= Beginning of Section =

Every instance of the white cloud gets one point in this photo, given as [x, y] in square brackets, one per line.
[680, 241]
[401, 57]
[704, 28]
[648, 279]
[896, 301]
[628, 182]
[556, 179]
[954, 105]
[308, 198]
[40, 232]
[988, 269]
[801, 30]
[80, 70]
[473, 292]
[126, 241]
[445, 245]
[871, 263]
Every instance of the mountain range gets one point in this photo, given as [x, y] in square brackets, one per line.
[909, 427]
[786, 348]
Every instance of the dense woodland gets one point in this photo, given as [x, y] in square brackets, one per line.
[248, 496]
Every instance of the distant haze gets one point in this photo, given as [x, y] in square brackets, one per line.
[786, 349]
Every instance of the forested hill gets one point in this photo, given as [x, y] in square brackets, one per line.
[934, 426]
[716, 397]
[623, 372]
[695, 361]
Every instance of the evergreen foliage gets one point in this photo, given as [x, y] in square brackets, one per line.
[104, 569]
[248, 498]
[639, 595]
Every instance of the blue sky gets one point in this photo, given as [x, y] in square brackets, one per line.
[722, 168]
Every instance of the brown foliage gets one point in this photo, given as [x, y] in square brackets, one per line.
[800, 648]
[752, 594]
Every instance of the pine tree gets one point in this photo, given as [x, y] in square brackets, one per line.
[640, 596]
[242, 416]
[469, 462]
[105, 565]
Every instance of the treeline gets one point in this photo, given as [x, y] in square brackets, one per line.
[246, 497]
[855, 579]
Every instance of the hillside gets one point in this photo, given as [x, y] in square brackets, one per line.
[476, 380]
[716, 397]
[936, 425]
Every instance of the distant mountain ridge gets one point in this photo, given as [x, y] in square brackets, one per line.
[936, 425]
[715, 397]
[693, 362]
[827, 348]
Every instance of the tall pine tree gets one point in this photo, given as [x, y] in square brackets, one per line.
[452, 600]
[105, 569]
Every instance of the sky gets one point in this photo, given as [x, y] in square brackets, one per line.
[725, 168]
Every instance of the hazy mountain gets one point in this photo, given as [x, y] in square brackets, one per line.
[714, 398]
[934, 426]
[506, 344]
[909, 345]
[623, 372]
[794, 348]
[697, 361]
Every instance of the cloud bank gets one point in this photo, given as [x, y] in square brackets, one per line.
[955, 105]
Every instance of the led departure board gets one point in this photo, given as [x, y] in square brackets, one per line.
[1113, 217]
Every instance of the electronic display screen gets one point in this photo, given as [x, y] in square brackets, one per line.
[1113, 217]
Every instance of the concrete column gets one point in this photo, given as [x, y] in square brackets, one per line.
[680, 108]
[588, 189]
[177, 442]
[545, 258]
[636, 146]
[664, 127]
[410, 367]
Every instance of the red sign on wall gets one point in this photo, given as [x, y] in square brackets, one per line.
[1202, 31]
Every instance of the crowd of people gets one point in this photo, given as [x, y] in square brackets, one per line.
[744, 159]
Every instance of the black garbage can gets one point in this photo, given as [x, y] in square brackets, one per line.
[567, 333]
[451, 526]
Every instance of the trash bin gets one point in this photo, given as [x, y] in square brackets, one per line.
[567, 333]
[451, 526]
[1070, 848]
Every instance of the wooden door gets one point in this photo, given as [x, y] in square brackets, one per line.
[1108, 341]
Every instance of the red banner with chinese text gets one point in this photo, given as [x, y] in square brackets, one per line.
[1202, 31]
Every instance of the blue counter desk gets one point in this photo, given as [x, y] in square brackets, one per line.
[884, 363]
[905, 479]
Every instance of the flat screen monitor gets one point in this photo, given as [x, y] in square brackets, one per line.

= End of Section =

* _Task_
Only the lines from the one with "Every instance of the led" through the end of the records above are to be copied, exactly as written.

* _Worked solution_
Every instance of the led departure board gets one point in this photo, given as [x, y] in square brackets, one per line.
[1113, 217]
Every instance of the electronic display screen gets one point in this photo, given as [x, y] in square brackets, one per line.
[1113, 217]
Every instance of the concrete column gets one point in this photo, given as [x, y] in square brackets, one per line.
[680, 108]
[588, 189]
[177, 442]
[545, 258]
[636, 146]
[664, 127]
[410, 367]
Every instance of the red sign on wall gets one point in this photo, given as [x, y] in square brackets, one per line.
[1202, 31]
Every instance of the crowd of people gets one point in this photo, given as [x, y] in square brackets, one per line.
[744, 159]
Every instance of the black garbage can gets one point in this photo, given as [x, y] in square brackets, one per line.
[567, 333]
[451, 526]
Every instance of the trash bin gets one point in this photo, given as [x, y] in square brackets, one per line.
[567, 333]
[451, 526]
[1070, 848]
Every instance of the wooden door gets one point in this photo, given as [x, y] in square brackets, one per line.
[1108, 341]
Every instance of the red banner with chinese text gets one point in this photo, given as [x, y] in square brackets, one per line.
[1202, 31]
Every instance of the blue counter desk gets one point in this photo, given as [x, y] in square brackets, one per line.
[884, 363]
[905, 479]
Every instance of the flat screen monitor gets one point in this photo, given as [x, y] in square brackets, one per line.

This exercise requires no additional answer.